__Your objective__. Count every line of these entries that holds the word "black", and reply with the number only.

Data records
%%

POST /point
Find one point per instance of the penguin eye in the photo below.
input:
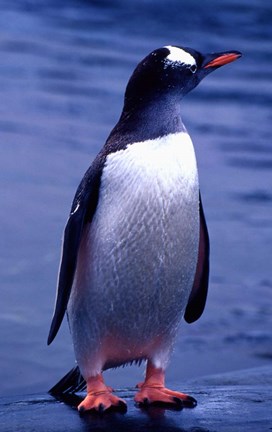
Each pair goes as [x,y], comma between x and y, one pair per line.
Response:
[193,68]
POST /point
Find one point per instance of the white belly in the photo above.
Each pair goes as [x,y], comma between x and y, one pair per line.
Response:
[138,257]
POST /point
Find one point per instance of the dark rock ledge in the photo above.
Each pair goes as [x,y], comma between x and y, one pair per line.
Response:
[238,401]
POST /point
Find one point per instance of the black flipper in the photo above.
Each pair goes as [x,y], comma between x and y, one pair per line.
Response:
[198,296]
[83,209]
[72,382]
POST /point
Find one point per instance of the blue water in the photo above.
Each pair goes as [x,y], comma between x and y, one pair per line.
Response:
[64,67]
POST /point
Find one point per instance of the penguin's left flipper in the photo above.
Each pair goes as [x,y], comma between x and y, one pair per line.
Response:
[82,211]
[198,296]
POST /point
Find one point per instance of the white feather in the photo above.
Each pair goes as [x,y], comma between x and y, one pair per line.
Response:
[178,55]
[138,257]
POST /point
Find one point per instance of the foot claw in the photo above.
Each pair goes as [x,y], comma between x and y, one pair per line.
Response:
[149,395]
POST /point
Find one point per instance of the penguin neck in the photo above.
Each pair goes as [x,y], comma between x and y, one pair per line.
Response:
[143,120]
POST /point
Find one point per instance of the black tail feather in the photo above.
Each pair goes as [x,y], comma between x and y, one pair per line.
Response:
[72,382]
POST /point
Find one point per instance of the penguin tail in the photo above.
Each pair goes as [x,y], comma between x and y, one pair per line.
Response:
[71,383]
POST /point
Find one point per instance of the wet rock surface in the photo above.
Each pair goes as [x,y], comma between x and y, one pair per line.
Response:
[239,401]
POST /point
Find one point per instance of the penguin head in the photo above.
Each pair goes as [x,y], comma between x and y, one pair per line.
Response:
[173,71]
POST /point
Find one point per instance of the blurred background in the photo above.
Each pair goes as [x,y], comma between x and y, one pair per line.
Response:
[64,66]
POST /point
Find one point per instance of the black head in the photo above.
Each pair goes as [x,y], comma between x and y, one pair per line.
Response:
[172,71]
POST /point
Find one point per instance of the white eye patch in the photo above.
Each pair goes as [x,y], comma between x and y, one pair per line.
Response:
[178,55]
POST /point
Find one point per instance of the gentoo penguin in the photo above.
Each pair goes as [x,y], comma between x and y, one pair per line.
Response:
[135,256]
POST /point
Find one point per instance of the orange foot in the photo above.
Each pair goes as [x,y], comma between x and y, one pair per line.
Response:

%%

__Output of the exercise__. 3